Repeat the listing word for word. No pictures belong in the copy.

════════════════

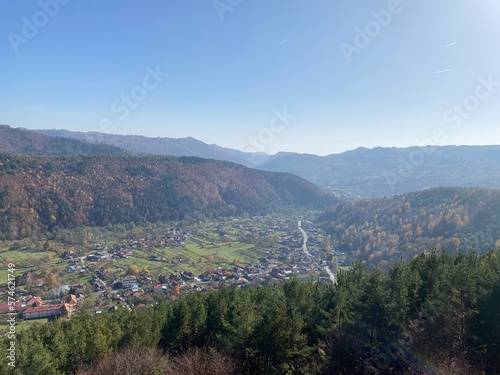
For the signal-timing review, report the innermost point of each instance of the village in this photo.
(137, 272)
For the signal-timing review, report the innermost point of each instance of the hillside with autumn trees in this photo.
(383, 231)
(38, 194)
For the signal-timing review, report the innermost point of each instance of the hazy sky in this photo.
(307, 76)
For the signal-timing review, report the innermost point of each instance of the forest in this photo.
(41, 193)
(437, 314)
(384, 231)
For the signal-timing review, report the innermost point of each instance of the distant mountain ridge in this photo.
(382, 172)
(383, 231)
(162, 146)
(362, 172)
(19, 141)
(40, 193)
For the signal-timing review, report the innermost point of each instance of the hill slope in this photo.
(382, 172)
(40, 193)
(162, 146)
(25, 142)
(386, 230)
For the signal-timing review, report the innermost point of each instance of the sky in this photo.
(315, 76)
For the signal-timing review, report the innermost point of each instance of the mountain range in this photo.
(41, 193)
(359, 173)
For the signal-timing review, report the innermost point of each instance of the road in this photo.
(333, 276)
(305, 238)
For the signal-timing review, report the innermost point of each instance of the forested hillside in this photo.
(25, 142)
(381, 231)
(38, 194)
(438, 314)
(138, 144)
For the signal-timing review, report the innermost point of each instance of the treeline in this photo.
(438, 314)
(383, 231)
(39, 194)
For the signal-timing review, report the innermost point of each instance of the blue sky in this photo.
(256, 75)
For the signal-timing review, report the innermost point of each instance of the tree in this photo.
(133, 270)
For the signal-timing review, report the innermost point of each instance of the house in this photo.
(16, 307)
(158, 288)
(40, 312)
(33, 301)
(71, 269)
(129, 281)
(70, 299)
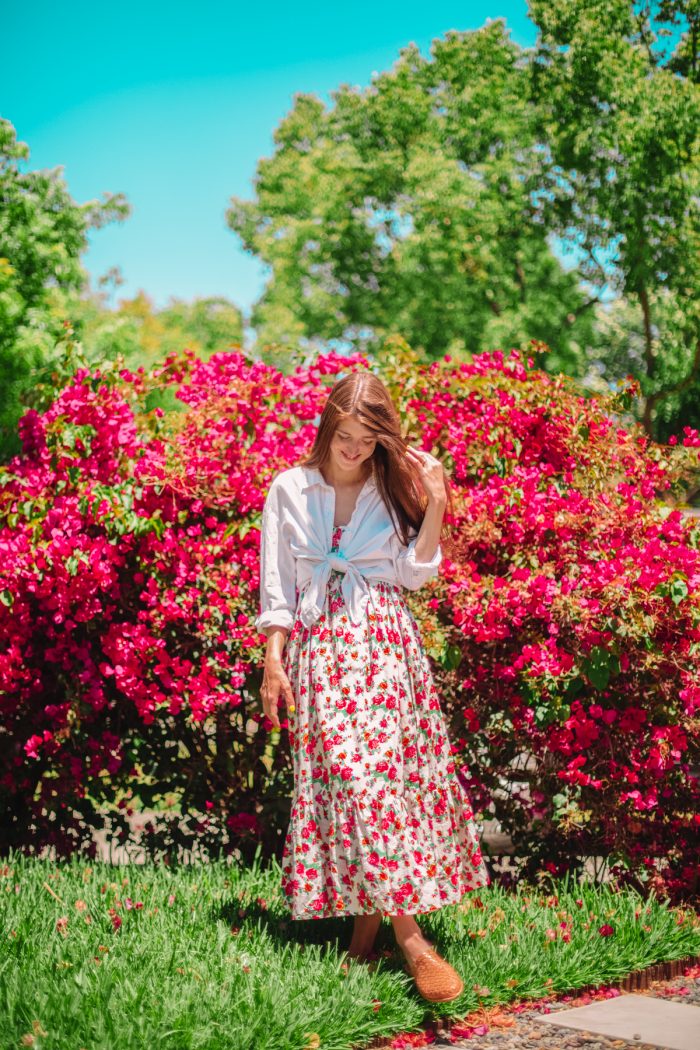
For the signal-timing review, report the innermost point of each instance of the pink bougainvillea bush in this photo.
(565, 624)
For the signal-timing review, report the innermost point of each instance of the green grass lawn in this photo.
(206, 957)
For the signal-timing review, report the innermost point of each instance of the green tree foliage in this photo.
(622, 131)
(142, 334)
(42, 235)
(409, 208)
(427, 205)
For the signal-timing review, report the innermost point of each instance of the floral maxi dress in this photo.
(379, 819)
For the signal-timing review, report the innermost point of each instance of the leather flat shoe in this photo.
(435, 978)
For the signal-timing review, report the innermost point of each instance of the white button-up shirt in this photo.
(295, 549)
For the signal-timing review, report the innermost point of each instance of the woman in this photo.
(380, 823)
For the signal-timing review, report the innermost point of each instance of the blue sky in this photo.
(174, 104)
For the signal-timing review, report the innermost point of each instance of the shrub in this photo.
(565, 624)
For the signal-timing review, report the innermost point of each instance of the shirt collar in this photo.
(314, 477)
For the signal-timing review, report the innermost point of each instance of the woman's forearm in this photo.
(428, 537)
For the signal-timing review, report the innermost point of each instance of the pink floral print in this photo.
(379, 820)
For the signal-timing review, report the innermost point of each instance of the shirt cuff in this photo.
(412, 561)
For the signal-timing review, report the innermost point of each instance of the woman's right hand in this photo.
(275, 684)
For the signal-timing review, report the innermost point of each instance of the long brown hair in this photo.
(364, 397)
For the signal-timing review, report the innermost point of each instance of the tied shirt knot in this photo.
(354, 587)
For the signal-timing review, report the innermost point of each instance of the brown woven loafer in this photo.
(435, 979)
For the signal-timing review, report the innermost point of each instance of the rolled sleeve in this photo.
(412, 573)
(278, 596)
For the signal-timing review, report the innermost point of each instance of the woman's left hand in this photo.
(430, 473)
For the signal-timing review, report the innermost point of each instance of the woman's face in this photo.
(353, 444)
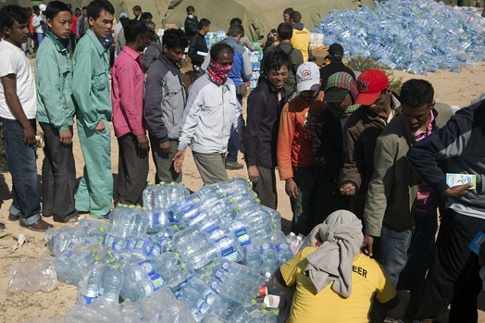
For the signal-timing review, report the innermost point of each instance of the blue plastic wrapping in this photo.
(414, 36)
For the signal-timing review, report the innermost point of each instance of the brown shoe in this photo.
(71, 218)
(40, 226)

════════════════

> [TASK RESULT]
For the signal-timing review, report the innermost point of each instance of the village in this photo.
(137, 272)
For the signal-timing review, report the innermost point of each instance of the hillside with autumn trees in this photo.
(383, 231)
(38, 194)
For the signal-timing review, report the innermost point of each instance of the hazy sky in this photo.
(307, 76)
For the signal-timing review, report the innermost point of each instance of the forest in this photo.
(41, 193)
(437, 314)
(384, 231)
For the signal-timing review, report the innermost point of each instance of the distant mountain ridge in this photo.
(382, 172)
(383, 231)
(162, 146)
(362, 172)
(19, 141)
(40, 193)
For the signal-timing review, report the innermost point of each instance of the hill slope in this photo.
(382, 172)
(40, 193)
(162, 146)
(25, 142)
(386, 230)
For the signal-timing review, report the innermost point of each instance of the sky in this photo.
(315, 76)
For the signal-timing review, report the innermost point of each instance of the mountain range in this photo.
(41, 193)
(359, 173)
For the signal-timing review, report the innermost point of each instance of the road in this photo.
(333, 276)
(305, 238)
For the signal-timing review, report the innermost point of each instance of the forested hillside in this photo.
(25, 142)
(381, 231)
(38, 194)
(438, 314)
(138, 144)
For the signal-timing review, report the innermost point of each instance of the treeline in this photo.
(438, 314)
(383, 231)
(39, 194)
For the signal-timing review, report the innermost point of each instance of the blue sky in this photo.
(256, 75)
For the signal-timing review, report the innermost point of each instance of the tree in this photo.
(133, 270)
For the signal-timing review, report the innermost point of each instance of the house in this photo.
(16, 307)
(158, 288)
(40, 312)
(33, 301)
(71, 269)
(129, 281)
(70, 299)
For the signal-timing review, report the innermost point of each instance of the pink bougainvillea bush in this photo.
(565, 624)
For the signal-timing review, report the innermost point of each instance of the green grass lawn in this photo.
(206, 957)
For the signal-timing review, report the innermost point of each instance of the green tree foliage in this photo.
(622, 131)
(142, 334)
(42, 235)
(409, 208)
(427, 205)
For the signal-timing review, report the innermost point of each instance of the floral maxi dress in this photo.
(379, 819)
For the signal-timing review, report the innermost point of each instance of the leather flat shoe in this photo.
(435, 978)
For the signal-timing review, report the innermost point of each instance of the white button-up shirt in this photo.
(295, 549)
For the signal-timing review, report the innermost point of each instance of the woman in this photo.
(380, 823)
For the signal-timing review, report the innermost point of each instance of the blue sky in this photo.
(174, 104)
For the signal-timing review, report the innermost point of each instance of the shrub in this photo.
(565, 624)
For the signal-timing review, report the innermost point of each instance of the shirt collar in this photo.
(314, 477)
For the signal-timing review, report the innermost point of each instance of the woman's forearm in this photo.
(428, 537)
For the signal-timing review, report the innermost point of each instance of the pink floral print in this photo.
(379, 820)
For the signal-timing review, report the innermost point of each instance of the shirt cuff in this photo.
(412, 561)
For the signal-timing review, report the innermost point of each instance of the woman's right hand in this photo.
(275, 684)
For the signal-timing review, report the innermost point of each instance of the long brown hair in this photo.
(364, 397)
For the signal-timing review, report the innermost point of each instance of the tied shirt knot in this photo.
(354, 587)
For the signal-timing review, report the innermost point of each instance of the brown woven loafer in this photo.
(435, 979)
For the signal-timing review, report the innermost point of each instance of the rolled sleeve in this photo.
(412, 573)
(278, 596)
For the signal-timing review, report the innermost point of each instance of the woman's left hand in this photo.
(430, 473)
For the signal-timing review, report the innermost point of each instance of the woman's face in this photo.
(353, 444)
For the signal-timing review, report the innermost point of each instance of the blue plastic wrapping in this photo.
(414, 36)
For the signal-timing review, report the innermost point of each instance of the brown shoe in this photo.
(71, 218)
(40, 226)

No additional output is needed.